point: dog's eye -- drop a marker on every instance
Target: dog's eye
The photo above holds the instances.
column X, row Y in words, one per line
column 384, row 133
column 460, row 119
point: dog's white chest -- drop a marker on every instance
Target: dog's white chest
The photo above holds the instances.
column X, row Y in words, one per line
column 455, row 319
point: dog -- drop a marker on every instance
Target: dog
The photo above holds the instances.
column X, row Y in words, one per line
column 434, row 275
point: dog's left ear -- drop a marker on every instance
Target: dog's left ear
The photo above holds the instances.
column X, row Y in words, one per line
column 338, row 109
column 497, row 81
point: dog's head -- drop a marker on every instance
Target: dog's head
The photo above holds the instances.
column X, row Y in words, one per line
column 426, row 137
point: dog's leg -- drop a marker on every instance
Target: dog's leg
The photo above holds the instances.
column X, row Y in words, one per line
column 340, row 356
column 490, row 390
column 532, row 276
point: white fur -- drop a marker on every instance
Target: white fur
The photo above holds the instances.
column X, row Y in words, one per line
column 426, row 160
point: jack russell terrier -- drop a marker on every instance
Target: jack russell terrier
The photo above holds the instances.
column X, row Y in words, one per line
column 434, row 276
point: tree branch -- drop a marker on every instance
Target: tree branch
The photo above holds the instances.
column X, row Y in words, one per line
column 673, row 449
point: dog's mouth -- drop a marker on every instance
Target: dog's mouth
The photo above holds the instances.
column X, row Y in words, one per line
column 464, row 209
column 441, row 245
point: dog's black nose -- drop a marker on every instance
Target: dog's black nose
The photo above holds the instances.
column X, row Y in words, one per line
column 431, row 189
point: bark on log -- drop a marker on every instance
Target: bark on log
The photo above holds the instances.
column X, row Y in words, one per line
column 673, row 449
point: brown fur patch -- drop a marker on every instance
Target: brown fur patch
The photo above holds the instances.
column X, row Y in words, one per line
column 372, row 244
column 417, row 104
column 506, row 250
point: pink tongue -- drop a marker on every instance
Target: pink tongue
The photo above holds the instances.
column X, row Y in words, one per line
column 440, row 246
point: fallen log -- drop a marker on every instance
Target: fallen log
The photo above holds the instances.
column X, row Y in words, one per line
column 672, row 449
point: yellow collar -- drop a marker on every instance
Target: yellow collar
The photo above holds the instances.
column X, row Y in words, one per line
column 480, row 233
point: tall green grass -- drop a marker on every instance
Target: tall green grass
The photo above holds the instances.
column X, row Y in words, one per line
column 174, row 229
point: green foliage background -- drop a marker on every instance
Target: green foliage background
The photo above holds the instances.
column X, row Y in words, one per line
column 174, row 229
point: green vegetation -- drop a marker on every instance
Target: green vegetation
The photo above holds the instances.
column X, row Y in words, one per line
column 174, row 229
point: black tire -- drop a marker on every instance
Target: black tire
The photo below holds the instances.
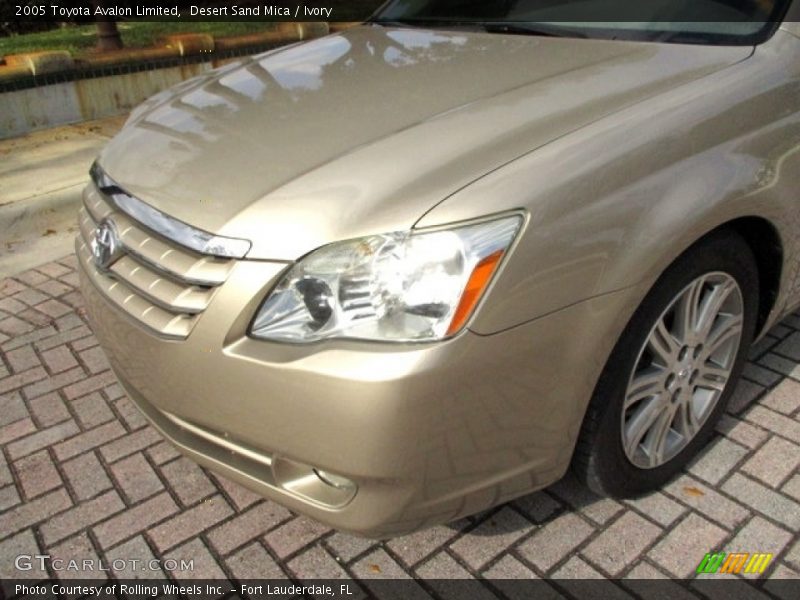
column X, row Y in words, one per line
column 600, row 460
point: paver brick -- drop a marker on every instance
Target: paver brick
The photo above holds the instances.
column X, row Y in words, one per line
column 744, row 395
column 131, row 417
column 53, row 308
column 253, row 562
column 538, row 507
column 8, row 497
column 622, row 543
column 775, row 422
column 442, row 566
column 92, row 410
column 16, row 430
column 41, row 439
column 764, row 500
column 598, row 509
column 345, row 547
column 188, row 481
column 37, row 474
column 22, row 359
column 49, row 409
column 555, row 541
column 135, row 520
column 86, row 386
column 162, row 453
column 774, row 462
column 708, row 501
column 53, row 382
column 204, row 564
column 414, row 547
column 19, row 380
column 790, row 347
column 133, row 442
column 59, row 359
column 135, row 549
column 82, row 516
column 33, row 511
column 86, row 475
column 88, row 440
column 136, row 478
column 742, row 432
column 189, row 523
column 684, row 547
column 658, row 507
column 14, row 326
column 77, row 548
column 12, row 408
column 716, row 462
column 247, row 526
column 95, row 360
column 294, row 535
column 792, row 487
column 491, row 537
column 785, row 398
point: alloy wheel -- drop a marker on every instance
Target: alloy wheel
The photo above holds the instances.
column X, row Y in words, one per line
column 682, row 369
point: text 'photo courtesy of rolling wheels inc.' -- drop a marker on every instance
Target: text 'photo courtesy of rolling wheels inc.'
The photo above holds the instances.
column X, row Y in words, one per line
column 399, row 299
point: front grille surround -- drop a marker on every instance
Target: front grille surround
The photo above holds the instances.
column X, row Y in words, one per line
column 161, row 284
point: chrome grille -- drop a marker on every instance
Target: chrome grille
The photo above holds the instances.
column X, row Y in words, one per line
column 162, row 285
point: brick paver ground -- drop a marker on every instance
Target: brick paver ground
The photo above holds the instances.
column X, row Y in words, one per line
column 82, row 475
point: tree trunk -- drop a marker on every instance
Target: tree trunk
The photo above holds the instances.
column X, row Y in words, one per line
column 108, row 37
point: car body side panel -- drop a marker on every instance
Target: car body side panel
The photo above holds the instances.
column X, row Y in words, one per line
column 615, row 203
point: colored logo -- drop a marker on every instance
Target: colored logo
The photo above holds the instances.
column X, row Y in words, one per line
column 734, row 562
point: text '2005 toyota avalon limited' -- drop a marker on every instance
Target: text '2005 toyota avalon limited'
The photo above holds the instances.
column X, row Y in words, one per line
column 406, row 272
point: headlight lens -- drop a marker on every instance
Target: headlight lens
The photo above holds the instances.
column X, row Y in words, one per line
column 412, row 286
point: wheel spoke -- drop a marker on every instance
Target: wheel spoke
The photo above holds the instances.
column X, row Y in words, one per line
column 663, row 344
column 642, row 422
column 731, row 327
column 685, row 420
column 657, row 437
column 712, row 306
column 683, row 367
column 712, row 377
column 687, row 311
column 647, row 383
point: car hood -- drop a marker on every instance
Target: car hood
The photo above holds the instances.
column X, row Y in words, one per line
column 364, row 131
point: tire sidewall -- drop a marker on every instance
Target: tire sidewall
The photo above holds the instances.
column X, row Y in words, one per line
column 617, row 476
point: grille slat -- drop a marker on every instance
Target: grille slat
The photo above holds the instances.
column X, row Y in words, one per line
column 157, row 282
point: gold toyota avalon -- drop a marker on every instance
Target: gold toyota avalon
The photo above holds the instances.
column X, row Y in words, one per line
column 404, row 273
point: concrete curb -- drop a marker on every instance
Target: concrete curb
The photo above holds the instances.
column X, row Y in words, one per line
column 181, row 45
column 39, row 229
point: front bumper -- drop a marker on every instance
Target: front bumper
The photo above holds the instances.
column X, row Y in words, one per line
column 427, row 432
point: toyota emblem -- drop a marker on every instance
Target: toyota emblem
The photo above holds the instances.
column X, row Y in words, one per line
column 106, row 247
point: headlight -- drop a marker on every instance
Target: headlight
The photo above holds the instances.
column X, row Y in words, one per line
column 411, row 286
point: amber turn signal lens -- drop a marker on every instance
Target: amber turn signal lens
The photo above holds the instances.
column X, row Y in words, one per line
column 480, row 278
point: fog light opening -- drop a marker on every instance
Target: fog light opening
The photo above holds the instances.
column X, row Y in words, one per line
column 336, row 481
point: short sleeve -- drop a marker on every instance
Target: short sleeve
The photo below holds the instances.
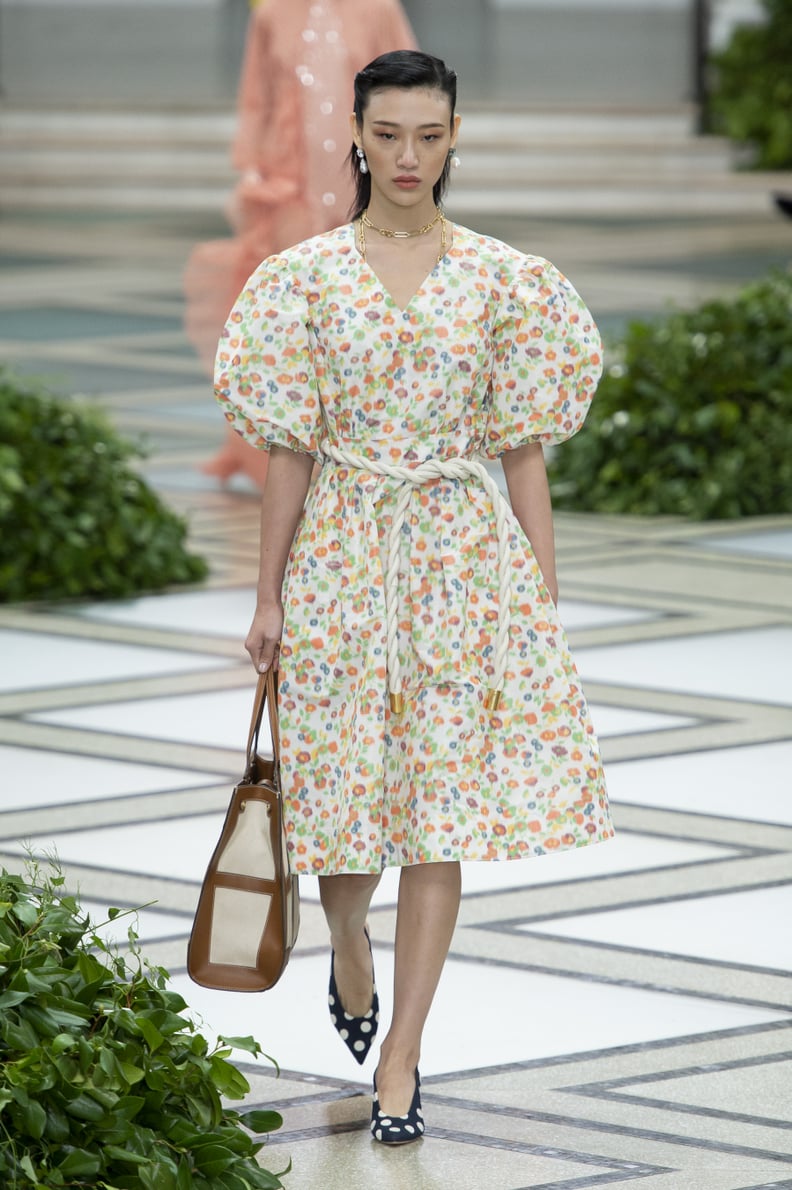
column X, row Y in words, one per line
column 547, row 362
column 264, row 376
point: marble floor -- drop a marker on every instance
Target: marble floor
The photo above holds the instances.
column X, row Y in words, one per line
column 622, row 1014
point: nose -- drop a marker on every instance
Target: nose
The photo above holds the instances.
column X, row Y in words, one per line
column 408, row 155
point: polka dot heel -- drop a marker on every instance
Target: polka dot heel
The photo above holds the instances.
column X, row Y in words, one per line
column 397, row 1129
column 356, row 1032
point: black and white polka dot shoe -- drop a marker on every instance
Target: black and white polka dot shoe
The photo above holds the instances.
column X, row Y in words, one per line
column 397, row 1129
column 356, row 1032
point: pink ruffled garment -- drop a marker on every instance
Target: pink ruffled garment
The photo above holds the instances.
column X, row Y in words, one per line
column 293, row 138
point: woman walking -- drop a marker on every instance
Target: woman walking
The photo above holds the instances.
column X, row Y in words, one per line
column 431, row 712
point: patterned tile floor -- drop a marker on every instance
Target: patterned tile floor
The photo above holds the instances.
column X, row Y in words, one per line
column 617, row 1015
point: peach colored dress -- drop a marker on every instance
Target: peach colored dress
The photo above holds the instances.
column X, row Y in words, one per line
column 291, row 143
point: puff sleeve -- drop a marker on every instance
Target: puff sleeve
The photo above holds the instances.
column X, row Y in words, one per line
column 264, row 377
column 547, row 361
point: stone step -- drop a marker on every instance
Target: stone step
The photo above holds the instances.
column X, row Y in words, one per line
column 517, row 162
column 485, row 126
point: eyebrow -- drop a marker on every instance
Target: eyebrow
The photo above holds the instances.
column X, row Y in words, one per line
column 391, row 124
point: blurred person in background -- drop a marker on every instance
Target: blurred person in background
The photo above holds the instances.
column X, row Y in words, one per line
column 295, row 98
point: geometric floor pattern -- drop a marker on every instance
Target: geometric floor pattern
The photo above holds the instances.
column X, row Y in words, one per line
column 621, row 1015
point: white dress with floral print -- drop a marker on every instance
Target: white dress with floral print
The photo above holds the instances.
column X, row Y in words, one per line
column 495, row 350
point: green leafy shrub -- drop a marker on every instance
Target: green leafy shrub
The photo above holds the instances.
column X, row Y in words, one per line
column 104, row 1082
column 696, row 419
column 75, row 518
column 750, row 98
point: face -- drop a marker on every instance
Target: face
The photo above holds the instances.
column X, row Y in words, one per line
column 406, row 136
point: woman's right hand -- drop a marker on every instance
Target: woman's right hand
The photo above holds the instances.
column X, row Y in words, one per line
column 264, row 637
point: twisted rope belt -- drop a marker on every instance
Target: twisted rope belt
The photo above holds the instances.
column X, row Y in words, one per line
column 408, row 478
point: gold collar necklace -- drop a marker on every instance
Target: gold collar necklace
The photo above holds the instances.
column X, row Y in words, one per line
column 364, row 221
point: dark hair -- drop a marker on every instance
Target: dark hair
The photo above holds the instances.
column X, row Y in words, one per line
column 408, row 69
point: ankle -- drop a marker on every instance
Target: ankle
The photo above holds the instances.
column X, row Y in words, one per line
column 396, row 1059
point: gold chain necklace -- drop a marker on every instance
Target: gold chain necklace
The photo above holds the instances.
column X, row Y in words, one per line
column 364, row 221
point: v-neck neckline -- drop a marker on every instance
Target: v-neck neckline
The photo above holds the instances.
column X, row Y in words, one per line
column 383, row 288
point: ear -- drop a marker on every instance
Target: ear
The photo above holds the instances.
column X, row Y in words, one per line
column 356, row 131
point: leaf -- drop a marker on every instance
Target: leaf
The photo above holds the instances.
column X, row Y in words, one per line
column 33, row 1118
column 125, row 1154
column 213, row 1159
column 262, row 1121
column 11, row 999
column 83, row 1107
column 80, row 1164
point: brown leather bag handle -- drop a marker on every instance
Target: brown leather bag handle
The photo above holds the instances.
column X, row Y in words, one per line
column 266, row 693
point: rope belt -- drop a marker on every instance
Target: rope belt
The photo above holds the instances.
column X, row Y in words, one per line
column 408, row 478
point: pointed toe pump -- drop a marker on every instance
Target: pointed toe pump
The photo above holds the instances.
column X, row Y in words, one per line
column 397, row 1129
column 356, row 1032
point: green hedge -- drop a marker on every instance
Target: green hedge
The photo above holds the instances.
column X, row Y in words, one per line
column 75, row 517
column 104, row 1082
column 750, row 92
column 696, row 417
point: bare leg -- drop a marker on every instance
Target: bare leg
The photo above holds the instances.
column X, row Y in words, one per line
column 428, row 903
column 345, row 901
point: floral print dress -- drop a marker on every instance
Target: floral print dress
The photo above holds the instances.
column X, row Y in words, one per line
column 495, row 350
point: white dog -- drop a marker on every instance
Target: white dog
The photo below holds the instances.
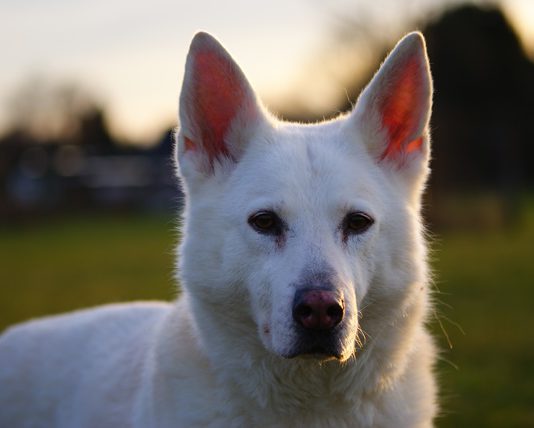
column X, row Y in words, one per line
column 303, row 268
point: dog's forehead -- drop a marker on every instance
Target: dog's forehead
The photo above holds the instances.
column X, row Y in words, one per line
column 313, row 162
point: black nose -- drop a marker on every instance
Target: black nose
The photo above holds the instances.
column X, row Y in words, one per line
column 316, row 309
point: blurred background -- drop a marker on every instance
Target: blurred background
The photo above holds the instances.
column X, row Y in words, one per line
column 88, row 200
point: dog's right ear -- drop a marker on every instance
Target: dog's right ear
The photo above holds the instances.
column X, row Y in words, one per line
column 218, row 109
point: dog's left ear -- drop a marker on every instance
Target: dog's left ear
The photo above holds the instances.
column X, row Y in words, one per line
column 393, row 111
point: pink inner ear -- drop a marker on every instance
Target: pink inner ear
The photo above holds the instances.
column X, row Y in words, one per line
column 402, row 108
column 218, row 95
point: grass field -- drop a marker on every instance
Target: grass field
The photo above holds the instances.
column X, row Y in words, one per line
column 485, row 282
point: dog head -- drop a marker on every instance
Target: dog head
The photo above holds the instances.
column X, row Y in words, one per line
column 294, row 229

● **PROBLEM**: Transcribe without alteration the stretch of the material from the line containing "point: yellow collar" through the line containing "column 480, row 233", including both of those lines.

● **WRITTEN SOLUTION**:
point: yellow collar -- drop a marker on every instance
Target: yellow collar
The photo above holds the instances.
column X, row Y in words, one per line
column 480, row 233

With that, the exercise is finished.